● **STATED EXERCISE**: Please reproduce the entries beginning at the line that contains "Where can you spot the checkered" and ending after the line that contains "column 126, row 373", swapping "floor tile" for "floor square" and leaving everything else unchanged.
# START OF DATASET ROWS
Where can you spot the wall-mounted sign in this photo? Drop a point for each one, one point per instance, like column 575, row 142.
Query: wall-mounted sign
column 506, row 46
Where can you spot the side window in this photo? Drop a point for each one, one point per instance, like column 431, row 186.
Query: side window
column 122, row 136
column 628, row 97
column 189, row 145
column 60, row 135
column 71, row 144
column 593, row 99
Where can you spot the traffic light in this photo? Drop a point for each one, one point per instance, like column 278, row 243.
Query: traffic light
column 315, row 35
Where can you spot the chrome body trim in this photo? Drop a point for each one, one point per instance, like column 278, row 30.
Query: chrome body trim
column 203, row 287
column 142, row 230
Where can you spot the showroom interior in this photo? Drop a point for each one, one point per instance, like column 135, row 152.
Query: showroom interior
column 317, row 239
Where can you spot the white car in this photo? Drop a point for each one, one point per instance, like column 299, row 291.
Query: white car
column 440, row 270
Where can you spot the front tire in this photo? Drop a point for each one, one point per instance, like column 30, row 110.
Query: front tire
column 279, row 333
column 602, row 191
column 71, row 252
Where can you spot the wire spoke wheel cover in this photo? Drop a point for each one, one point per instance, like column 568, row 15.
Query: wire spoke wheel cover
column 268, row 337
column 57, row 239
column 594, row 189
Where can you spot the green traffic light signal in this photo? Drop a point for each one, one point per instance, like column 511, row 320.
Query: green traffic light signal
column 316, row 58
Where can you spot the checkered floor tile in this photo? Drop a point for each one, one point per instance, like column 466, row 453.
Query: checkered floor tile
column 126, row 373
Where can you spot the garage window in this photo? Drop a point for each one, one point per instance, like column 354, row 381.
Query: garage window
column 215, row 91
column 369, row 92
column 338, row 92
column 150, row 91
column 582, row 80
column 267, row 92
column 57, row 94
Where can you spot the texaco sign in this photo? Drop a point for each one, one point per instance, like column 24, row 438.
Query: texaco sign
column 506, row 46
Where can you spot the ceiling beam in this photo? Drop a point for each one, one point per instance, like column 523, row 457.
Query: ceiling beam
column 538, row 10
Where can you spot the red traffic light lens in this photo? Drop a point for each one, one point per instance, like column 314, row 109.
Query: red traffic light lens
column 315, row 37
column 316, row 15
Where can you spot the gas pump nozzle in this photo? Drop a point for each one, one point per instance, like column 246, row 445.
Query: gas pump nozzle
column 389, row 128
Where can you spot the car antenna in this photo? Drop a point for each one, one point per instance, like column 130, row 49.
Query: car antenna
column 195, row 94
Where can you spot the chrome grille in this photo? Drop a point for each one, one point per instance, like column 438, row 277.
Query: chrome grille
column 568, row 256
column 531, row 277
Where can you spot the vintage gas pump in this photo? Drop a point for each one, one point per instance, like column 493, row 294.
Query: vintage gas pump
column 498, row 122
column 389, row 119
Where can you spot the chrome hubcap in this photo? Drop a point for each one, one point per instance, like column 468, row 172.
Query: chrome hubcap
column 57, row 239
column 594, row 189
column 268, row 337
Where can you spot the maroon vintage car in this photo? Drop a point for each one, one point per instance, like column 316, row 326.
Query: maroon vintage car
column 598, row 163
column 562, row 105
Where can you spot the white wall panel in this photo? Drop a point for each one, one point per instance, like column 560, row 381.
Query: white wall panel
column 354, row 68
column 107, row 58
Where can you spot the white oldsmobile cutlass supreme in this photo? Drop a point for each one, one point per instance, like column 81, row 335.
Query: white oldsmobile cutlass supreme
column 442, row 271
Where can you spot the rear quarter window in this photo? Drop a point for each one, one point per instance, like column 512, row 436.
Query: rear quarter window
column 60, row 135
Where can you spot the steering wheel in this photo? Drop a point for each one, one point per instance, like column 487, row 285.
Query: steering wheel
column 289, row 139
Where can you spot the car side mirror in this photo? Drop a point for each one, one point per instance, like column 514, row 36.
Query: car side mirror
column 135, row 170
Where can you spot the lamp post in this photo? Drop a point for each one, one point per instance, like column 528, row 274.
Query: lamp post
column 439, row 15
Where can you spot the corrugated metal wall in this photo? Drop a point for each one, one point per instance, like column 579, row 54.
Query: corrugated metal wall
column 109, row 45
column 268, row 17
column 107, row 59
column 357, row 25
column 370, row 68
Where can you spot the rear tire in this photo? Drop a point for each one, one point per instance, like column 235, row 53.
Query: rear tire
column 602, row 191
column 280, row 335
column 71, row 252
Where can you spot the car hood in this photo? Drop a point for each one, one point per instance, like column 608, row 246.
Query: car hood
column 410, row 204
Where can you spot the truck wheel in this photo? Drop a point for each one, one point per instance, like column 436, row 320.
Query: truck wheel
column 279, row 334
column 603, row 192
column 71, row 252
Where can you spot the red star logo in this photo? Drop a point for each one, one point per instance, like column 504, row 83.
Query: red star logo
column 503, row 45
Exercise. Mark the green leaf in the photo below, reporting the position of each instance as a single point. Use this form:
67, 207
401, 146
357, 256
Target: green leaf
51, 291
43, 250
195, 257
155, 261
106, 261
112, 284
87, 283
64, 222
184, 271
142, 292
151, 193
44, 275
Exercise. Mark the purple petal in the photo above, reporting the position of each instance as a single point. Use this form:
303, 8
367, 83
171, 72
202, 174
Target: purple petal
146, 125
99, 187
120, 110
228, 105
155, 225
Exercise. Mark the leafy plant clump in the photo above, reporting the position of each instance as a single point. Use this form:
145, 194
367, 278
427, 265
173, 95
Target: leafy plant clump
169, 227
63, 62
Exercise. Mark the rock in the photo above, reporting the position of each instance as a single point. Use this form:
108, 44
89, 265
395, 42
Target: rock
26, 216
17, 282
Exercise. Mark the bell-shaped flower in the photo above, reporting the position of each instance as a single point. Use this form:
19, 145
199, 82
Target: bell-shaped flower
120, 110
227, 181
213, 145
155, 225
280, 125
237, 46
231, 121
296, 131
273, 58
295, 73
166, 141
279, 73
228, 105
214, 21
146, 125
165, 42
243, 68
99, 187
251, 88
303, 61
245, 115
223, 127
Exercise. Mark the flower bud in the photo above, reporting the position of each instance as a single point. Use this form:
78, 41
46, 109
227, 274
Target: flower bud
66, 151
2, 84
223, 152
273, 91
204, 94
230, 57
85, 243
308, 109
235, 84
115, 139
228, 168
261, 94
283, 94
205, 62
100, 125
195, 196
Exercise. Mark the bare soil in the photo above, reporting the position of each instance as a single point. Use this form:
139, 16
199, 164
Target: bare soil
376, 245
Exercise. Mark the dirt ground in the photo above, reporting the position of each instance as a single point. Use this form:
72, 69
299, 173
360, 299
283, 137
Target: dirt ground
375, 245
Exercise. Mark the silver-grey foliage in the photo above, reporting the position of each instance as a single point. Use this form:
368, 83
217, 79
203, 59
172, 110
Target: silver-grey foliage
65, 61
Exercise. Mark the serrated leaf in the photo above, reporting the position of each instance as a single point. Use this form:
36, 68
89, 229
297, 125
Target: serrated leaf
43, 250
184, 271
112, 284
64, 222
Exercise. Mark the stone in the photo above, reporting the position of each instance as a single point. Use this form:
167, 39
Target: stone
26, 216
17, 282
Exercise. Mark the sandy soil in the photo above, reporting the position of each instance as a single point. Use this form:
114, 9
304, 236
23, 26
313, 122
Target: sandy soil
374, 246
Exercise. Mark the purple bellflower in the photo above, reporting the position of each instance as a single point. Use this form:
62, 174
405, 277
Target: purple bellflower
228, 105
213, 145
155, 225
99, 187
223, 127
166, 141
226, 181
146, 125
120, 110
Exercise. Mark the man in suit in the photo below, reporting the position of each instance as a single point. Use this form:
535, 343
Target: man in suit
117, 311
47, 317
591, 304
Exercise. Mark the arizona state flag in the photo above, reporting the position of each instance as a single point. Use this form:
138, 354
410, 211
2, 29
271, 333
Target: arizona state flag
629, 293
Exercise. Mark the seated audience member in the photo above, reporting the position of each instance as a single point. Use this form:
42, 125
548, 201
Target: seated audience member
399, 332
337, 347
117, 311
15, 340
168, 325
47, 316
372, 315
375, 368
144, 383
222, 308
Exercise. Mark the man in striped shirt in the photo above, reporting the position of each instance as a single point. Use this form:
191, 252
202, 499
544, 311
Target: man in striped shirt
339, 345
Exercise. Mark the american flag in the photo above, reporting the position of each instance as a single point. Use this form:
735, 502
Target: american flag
# END OF DATASET ROWS
● **FINAL RESULT**:
Where can you spot the checkered floor square in this photo? Drop a point for each one, one point per instance, like column 466, row 453.
Query: checkered floor square
column 126, row 373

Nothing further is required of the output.